# [Quoted text]
* begin *

But perhaps the most dramatic moment in a film filled with powerful scenes involves neither the Archbishop nor Blomfeld directly. rather, it is when a security guard breaks down on the stand and confesses to have been a part of the squad that murdered Mrs. Morobe’s daughter. Her face streaked with tears, Mrs. Morobe approaches the defendant and spews out her rage and sorrow to the man—so powerfully that we expect her to attack him with her fists. However, after this emotional eruption, she quietly says, “I forgive you.” No cheap grace here!
Many critics have played down the film as being too obvious, even heavy handed. I found most of it deeply moving, with the cast excellently portraying people caught up in the turmoil of a time when one’s skin color determined one’s worth and status in society. Although the principal actors, Forest Whitaker, Erik Bana, and Thandi Makhubele have garnered the most praise, I also appreciated Pamela Nomvete in the underwritten role of the Archbishop’s wife Leah. Their conversations during which she fondly refers to him as “old goat” suggest a congenial marriage, one in which, as we see when the frustrated prelate almost gives up on Blomfeld, she provides the kind of sympathetic support every person needs from a spouse. The scene of the two at the seashore provides a welcome note of domesticate tenderness and tranquility in contrast to the many other brutal and tumultuous events.
The film is rated R for violence and the street language of Blomfeld and his fellow prisoners, but it still could be used by church groups wanting to explore the amazing end of apartheid that could shed light on our own situation in the United States. The film reveals that the TRC was not universally accepted by South Africans, so that without the strong leadership of its members, the experiment might have failed. It also demonstrates the power of faith that even the most hateful of persons can change, as well as that forgiveness can be healing for both the wrongdoer and the victim. One more of a treasure to be found in Netflix.

* end *

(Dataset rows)

* begin *

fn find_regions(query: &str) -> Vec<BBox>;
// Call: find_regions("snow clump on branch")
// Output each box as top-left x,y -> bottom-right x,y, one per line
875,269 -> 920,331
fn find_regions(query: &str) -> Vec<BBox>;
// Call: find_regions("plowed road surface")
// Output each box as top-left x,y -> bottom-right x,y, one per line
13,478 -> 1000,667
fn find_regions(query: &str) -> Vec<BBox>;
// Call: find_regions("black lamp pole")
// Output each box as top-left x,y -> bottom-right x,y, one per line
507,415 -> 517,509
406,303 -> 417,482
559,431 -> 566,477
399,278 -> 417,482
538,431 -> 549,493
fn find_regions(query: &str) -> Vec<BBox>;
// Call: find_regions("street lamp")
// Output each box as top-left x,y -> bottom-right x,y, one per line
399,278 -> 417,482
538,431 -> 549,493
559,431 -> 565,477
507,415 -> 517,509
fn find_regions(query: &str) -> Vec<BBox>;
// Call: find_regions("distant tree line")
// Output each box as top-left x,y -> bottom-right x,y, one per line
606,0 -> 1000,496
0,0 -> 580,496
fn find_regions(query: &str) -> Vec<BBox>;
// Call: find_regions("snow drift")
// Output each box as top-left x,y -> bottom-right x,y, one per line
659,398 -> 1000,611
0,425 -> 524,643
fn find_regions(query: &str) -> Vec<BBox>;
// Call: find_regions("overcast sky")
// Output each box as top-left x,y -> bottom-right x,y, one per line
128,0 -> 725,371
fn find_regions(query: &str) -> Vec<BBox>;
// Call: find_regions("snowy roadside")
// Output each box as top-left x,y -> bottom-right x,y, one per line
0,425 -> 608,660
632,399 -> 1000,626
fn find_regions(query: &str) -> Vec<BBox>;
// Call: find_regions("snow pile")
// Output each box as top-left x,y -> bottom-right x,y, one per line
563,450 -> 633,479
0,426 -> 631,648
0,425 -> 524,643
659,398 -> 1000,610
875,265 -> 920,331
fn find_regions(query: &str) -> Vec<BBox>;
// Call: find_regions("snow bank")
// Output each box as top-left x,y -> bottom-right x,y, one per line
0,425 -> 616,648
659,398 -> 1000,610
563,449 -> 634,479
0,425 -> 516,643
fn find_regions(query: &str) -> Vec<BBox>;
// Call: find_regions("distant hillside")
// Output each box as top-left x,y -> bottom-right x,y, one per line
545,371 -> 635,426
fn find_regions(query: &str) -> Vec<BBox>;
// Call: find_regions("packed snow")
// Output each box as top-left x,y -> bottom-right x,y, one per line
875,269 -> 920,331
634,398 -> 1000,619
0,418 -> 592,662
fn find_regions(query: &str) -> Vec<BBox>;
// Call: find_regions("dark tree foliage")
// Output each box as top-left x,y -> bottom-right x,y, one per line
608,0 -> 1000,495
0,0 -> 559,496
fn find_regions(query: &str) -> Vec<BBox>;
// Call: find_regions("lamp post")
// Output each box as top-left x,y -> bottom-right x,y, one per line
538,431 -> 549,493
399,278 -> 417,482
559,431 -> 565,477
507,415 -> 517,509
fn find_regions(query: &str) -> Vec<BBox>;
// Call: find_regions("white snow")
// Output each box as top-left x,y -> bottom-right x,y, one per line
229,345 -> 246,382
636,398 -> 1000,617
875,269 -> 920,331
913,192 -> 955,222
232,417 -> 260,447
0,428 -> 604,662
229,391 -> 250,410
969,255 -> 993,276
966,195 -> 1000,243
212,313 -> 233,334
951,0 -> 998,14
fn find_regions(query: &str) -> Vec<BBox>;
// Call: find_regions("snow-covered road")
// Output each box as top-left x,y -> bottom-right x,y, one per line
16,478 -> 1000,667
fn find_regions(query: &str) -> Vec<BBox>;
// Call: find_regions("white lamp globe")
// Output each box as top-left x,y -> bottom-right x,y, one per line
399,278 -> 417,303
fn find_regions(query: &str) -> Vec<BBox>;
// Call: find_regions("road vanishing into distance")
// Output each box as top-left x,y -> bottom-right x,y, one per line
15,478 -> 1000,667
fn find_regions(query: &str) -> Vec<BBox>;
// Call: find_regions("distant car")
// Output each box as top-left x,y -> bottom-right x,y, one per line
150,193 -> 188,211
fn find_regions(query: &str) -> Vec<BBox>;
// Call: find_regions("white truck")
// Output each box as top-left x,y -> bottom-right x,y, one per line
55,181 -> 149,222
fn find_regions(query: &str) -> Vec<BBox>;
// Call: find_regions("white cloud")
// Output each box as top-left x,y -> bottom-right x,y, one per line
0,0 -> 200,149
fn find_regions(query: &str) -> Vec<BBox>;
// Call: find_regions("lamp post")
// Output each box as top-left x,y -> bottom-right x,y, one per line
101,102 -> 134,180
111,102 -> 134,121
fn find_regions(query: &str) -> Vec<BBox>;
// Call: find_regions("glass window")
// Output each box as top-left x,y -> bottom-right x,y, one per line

* end *
* begin *

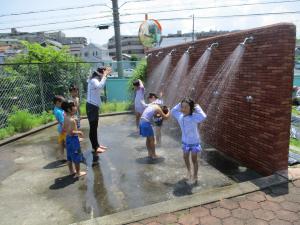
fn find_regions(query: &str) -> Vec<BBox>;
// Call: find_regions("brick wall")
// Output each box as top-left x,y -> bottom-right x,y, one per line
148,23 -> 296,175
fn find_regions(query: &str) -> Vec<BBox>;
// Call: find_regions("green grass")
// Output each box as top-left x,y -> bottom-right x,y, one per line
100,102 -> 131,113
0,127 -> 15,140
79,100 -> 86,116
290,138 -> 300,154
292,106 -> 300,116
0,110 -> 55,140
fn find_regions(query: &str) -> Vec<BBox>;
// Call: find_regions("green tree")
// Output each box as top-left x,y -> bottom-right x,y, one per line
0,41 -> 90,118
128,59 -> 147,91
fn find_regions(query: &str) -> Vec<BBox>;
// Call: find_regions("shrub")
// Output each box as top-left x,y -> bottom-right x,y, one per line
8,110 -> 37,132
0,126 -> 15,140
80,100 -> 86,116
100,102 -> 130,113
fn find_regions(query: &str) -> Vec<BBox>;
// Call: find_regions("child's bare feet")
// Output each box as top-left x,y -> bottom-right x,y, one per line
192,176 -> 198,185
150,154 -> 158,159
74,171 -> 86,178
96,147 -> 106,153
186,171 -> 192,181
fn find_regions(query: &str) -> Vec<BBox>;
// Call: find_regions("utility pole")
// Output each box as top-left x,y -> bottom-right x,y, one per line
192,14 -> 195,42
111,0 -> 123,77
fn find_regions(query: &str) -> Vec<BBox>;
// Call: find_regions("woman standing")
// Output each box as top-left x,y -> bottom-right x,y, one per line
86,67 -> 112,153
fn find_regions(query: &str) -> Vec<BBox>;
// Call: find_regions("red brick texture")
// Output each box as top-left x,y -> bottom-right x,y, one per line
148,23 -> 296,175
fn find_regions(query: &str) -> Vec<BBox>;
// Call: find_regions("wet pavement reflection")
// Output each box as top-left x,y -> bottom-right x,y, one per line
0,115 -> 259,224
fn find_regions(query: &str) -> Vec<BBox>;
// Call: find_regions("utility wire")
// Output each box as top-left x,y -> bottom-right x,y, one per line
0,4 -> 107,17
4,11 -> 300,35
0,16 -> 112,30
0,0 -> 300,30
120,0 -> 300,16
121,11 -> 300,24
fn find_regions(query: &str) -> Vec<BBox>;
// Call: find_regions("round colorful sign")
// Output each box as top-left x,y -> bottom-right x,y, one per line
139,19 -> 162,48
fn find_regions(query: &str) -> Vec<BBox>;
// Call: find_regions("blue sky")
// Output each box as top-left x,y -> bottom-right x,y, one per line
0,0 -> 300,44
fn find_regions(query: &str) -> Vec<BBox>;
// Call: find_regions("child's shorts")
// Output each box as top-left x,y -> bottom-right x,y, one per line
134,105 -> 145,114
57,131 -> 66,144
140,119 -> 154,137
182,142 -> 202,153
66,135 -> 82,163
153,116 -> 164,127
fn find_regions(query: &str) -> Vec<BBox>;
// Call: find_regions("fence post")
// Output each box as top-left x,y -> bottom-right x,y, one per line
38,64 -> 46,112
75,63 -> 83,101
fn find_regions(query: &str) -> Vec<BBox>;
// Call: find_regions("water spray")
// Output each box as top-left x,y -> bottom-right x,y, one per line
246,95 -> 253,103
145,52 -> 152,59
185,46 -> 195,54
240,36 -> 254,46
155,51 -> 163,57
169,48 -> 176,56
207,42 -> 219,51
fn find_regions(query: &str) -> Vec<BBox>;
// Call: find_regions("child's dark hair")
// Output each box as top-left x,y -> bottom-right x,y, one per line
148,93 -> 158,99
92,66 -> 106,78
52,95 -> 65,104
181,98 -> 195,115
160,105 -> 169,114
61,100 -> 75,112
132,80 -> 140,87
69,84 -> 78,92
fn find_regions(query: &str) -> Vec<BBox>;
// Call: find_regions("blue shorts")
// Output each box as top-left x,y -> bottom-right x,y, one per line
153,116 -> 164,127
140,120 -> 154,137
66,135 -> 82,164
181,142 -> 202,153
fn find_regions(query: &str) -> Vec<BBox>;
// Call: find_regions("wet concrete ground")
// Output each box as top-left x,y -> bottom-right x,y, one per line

* end *
* begin *

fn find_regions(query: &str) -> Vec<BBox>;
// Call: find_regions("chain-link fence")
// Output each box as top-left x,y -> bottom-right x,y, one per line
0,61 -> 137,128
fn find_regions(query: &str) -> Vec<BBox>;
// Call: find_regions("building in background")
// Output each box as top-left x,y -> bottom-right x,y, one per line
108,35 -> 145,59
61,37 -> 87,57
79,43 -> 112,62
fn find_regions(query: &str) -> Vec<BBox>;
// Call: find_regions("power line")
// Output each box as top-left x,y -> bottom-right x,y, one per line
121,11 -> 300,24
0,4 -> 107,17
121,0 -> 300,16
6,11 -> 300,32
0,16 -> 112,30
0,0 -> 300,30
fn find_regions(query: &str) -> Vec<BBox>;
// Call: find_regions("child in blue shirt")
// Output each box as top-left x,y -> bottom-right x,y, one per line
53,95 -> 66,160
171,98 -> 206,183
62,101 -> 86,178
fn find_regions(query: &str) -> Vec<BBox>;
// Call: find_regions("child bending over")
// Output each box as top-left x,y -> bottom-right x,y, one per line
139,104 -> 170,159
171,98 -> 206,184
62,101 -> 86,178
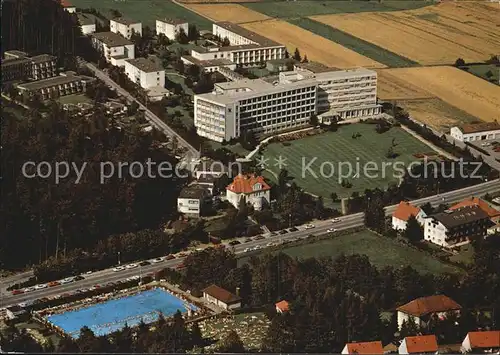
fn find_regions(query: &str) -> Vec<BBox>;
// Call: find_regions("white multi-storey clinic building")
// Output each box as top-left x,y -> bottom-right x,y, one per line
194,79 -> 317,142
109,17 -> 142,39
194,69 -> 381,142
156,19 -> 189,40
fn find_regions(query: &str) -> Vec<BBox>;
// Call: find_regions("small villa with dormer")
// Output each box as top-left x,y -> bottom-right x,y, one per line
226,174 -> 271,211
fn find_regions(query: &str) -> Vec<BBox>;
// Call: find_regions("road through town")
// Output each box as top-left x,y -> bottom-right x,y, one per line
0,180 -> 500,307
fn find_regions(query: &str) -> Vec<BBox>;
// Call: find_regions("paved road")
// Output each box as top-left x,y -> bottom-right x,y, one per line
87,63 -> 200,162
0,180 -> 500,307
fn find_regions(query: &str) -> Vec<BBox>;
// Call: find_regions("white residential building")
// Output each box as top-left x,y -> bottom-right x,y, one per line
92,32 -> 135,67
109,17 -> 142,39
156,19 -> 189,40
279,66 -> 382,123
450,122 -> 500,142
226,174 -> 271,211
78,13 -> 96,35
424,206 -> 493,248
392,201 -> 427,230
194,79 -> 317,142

* end *

# [Exercise instructions]
A – Answer these questions from the film review:
(i) What does Mrs. Morobe quietly say to the defendant after her outburst?
(ii) Which actor plays the Archbishop's wife Leah?
(iii) What rating has the film been given?
B – Rewrite a passage of the film review with "security guard" swapped for "prison guard". Begin at the words "But perhaps the" and stop after "cheap grace here!".
The items have no connection to the film review.

# [Written answers]
A –
(i) She says, "I forgive you."
(ii) Pamela Nomvete.
(iii) It is rated R.

B –
But perhaps the most dramatic moment in a film filled with powerful scenes involves neither the Archbishop nor Blomfeld directly. rather, it is when a prison guard breaks down on the stand and confesses to have been a part of the squad that murdered Mrs. Morobe’s daughter. Her face streaked with tears, Mrs. Morobe approaches the defendant and spews out her rage and sorrow to the man—so powerfully that we expect her to attack him with her fists. However, after this emotional eruption, she quietly says, “I forgive you.” No cheap grace here!